#### Excerpt
........

The lardizabalaceous family occurs in central (the Himalayas) to eastern Asia (Japan), and in Chile, and there are eight genera [Decaisnea (India, China), Sinofranchetia (China), Holboellia (E. Asia), Akebia (E. Asia), Parvatia (E. Himal.), Boquila (Chile), Stauntonia (E. Asia), and Lardizabala (Chile)]. About 38 species are recorded. The plants are woody vines or sometimes shrubs. Leaves are palmate or rarely pinnate alternate. Flowers are usually unisexual. Ovules are usually many, and fruit berrylike, dehiscing lengthwise. Some genera are cultivated in the United States, where Akebia is more common (Decaisnea, Lardizabala, Stauntonia, and rarely Sargentadoxa along the southern border of the United States). Futhermore, some few species are found in East Asia and three species in Japan, i.e., Akebia quinata Decne (Akebi in Japanese), A. triforiata Koidz (Mitubaakebi in Japanese), and Stauntonia hexaphylla Decne (Mube in Japanese). A. quinata is widely distributed in thickets in hills and mountains in Japan, Korea, and China. It is a glabrous climber with woody vines or sometimes shrubs, with plants reaching to more than 3 m high, whose flowers, usually unisexual, bloom pale purple in April-May. The ovules are usually many and the fruit is 5-8 cm long, oblong and is a fleshy follicle, bacciform, dehiscing lengthwise. It becomes dark purplish, and when mature in September-October, the seeds are black. Its air-dried stems are used as a crude drug (Mokutsu in Japanese) in Japan and China, for example as an antiphlogistic, diuretic, and analgesic. The drug is also prescribed in China as a diuretic and antiphlogistic to treat rheumatism, lumbago, hernia, dropsy, diabetes, amenorrhea, inflammation of the stomach and kidneys, breast trouble, headache, cold, and general debility. Another species, Akebia trifoliata, is occasionally used in China; further, a decoction of the stem and root of Stauntonia hexaphylla or the pericarp of the fruit is used as a diuretic in Japan and China.

........

#### What you will do
1. Translate this sentence from the passage on the lardizabalaceous plant family into Spanish: "A. quinata is widely distributed in thickets in hills and mountains in Japan, Korea, and China."
2. Pick up the passage on the lardizabalaceous plant family after its last sentence and write a few more sentences that follow on from it.

........

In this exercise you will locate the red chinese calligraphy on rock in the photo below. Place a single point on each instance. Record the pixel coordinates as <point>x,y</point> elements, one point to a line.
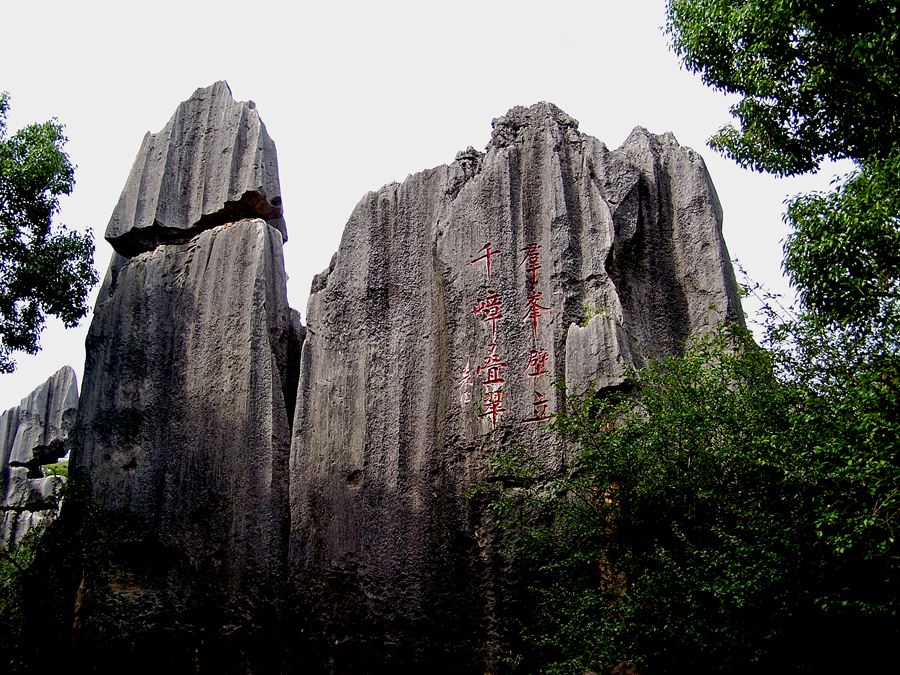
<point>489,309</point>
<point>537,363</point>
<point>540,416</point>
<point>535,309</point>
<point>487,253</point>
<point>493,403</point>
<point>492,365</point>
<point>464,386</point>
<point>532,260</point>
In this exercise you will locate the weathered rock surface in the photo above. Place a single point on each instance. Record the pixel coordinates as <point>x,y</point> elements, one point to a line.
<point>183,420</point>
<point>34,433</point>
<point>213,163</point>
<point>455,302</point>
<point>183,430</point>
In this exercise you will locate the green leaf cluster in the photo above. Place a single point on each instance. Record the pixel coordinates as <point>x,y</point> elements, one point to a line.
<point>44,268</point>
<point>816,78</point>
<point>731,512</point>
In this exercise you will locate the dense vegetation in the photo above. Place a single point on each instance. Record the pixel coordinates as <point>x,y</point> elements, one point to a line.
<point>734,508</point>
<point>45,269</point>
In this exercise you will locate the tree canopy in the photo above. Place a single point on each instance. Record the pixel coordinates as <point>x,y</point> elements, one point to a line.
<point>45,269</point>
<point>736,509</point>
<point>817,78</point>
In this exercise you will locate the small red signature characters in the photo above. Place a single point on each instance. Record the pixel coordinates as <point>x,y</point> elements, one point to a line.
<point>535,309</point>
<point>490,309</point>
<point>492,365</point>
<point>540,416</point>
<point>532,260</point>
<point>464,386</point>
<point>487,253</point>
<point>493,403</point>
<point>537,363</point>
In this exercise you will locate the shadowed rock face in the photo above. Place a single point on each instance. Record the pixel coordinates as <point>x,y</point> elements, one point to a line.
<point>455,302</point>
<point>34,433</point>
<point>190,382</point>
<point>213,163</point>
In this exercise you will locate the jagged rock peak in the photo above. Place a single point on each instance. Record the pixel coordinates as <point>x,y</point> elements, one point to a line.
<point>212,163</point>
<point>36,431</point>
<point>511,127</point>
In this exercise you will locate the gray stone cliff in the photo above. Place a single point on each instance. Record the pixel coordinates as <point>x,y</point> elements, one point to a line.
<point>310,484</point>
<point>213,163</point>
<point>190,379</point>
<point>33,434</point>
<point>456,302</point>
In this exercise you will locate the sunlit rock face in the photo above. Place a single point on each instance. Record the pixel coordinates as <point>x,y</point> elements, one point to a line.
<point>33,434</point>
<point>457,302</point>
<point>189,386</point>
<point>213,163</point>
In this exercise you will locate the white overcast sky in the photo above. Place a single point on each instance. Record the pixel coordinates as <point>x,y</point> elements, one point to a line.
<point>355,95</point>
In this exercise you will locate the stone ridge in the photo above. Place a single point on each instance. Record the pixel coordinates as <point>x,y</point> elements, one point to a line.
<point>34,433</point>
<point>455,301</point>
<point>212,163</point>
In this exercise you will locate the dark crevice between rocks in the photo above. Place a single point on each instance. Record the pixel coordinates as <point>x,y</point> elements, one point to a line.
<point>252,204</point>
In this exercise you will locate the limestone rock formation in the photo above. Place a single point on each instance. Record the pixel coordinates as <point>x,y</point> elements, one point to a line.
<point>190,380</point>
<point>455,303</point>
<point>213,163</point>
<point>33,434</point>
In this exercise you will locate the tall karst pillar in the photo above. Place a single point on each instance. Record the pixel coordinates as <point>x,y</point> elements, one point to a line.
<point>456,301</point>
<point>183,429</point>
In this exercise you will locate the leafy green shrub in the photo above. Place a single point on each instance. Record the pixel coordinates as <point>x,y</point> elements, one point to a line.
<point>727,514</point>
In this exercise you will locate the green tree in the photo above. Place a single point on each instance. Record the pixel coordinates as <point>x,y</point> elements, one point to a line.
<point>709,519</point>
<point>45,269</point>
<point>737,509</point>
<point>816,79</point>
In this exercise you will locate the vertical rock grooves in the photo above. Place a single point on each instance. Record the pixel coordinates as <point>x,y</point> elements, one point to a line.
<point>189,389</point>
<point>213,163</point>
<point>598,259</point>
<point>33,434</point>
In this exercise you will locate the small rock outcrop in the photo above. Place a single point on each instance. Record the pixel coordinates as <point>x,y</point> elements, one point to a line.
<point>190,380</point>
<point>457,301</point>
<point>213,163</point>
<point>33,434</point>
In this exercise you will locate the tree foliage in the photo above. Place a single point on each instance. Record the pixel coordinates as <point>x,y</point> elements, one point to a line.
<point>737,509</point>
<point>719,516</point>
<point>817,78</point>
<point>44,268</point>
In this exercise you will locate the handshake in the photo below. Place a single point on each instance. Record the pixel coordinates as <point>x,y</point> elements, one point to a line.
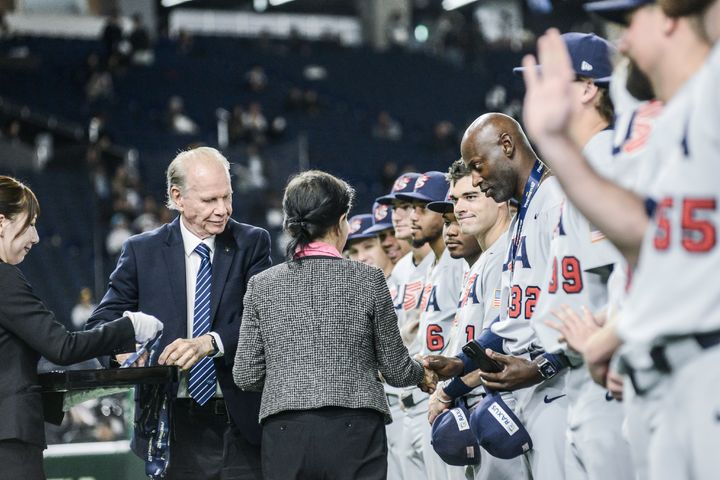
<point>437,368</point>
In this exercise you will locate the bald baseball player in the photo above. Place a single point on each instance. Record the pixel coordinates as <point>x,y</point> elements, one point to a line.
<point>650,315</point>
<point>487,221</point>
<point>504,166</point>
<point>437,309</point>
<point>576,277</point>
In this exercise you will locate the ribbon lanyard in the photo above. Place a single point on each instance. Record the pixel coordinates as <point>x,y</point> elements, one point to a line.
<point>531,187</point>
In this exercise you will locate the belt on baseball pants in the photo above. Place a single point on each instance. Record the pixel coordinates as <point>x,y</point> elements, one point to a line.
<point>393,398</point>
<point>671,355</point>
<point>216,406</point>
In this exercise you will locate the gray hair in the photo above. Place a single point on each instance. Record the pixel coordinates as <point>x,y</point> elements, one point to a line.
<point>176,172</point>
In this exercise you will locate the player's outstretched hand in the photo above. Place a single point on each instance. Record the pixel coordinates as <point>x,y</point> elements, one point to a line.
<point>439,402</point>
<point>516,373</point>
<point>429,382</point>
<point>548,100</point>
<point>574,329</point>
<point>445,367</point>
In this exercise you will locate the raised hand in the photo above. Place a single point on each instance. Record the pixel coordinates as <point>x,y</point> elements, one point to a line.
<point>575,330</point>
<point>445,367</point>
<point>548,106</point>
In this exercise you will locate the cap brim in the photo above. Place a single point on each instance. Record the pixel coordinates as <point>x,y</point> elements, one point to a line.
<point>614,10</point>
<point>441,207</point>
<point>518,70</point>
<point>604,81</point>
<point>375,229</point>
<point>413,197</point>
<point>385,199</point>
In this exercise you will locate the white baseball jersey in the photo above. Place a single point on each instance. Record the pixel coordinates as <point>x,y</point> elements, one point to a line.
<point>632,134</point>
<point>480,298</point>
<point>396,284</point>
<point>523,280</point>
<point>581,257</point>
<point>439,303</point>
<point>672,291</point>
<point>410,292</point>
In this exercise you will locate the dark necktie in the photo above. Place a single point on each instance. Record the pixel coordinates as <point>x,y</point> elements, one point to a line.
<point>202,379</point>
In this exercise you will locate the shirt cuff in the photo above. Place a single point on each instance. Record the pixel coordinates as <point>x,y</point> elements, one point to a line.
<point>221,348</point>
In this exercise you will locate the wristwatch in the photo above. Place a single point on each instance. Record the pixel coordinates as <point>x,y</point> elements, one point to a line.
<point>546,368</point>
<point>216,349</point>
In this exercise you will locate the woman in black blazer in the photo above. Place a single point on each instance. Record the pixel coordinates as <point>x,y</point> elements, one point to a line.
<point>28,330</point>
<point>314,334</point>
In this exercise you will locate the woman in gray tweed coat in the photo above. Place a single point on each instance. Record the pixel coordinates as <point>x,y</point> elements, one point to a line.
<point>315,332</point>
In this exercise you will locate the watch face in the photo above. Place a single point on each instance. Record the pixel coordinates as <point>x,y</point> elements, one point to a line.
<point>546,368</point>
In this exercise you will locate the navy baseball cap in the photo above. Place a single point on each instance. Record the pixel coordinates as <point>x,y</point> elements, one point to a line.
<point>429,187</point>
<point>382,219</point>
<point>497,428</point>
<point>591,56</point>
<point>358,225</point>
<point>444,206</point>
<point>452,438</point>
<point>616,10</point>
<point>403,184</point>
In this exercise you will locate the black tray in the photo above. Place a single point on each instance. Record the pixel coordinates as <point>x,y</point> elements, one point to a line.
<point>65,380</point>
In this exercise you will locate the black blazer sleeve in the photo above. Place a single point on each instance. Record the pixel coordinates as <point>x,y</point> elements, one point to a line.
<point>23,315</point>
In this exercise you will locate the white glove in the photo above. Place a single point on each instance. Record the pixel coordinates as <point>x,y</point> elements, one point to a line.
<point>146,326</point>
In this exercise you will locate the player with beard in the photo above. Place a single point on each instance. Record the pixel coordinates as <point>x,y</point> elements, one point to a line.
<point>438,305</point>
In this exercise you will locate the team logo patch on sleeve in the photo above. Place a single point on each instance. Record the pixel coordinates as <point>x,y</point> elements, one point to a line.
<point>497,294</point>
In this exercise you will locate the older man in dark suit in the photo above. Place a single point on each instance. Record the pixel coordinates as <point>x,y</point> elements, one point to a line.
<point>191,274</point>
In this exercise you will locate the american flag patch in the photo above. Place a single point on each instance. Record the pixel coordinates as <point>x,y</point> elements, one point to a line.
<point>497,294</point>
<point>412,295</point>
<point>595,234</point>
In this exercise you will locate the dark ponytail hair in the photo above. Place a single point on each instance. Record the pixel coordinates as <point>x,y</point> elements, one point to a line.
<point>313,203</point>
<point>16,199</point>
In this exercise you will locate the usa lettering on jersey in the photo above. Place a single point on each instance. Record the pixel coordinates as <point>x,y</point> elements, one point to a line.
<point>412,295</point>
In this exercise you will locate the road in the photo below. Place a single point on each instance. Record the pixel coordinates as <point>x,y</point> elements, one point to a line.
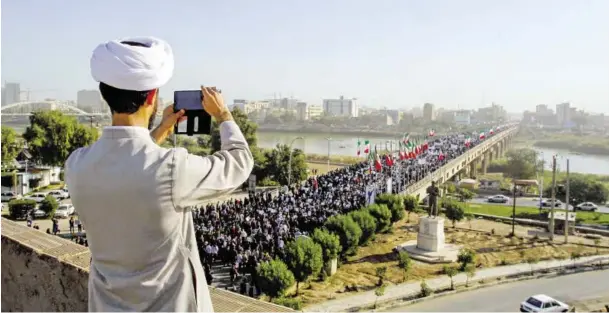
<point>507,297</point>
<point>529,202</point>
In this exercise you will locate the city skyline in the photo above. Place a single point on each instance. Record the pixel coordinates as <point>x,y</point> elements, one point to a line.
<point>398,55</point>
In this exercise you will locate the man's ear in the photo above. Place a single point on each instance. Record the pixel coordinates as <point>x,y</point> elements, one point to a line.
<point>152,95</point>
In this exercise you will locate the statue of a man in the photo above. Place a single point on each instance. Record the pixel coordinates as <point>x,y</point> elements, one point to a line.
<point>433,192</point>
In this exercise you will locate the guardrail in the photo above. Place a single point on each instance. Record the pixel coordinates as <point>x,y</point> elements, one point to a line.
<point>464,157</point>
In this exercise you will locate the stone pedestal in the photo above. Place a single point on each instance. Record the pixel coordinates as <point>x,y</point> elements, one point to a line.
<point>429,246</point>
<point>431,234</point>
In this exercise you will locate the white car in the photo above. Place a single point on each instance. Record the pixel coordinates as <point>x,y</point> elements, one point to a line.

........

#### Activity answers
1. A. quinata está ampliamente distribuida en matorrales de colinas y montañas de Japón, Corea y China.

2.
The antiulcerogenic effect of the saponins of Akebia quinata has been examined by oral administration in rats. Its saponins showed an activity at 2000 mg/kg, p.o. (crude methanol extracts) and 500 mg/kg, p.o. (crude saponins). In screening tests using a model system of congestive edema in rats, the saponins showed antiedomatous and diuretic effects at 2000 mg/kg, p.o. (methanol extracts) on oral administration. Aqueous extract of stems of Akebia quinata is administered to rats fed a high fat diet containing 1.5% cholesterol and 1% cholelic acid in order to screen the hypocholesterolic activity of these crude drugs. Significant decreases in the serum TC, FC, and PL were observed in the high-fat groups on being given these crude drugs. TC in the liver showed no reduction in the groups administered Moktsu as compared with the fat-loaded control group. (TC = total cholesterol; FC = free cholesterol; CE = cholesterol ester). In this respect, the A. quinata plant is a very important crude drug in Japan.
These new 30-norolean type triterpenes from Akebia quinata callus tissue were not reported from the original plant source, which suggests biochemical differences between intact plants and the callus tissues derived from them. The result may make it possible to obtain new biologically active substances from plant tissue cultures as new sources of natural products.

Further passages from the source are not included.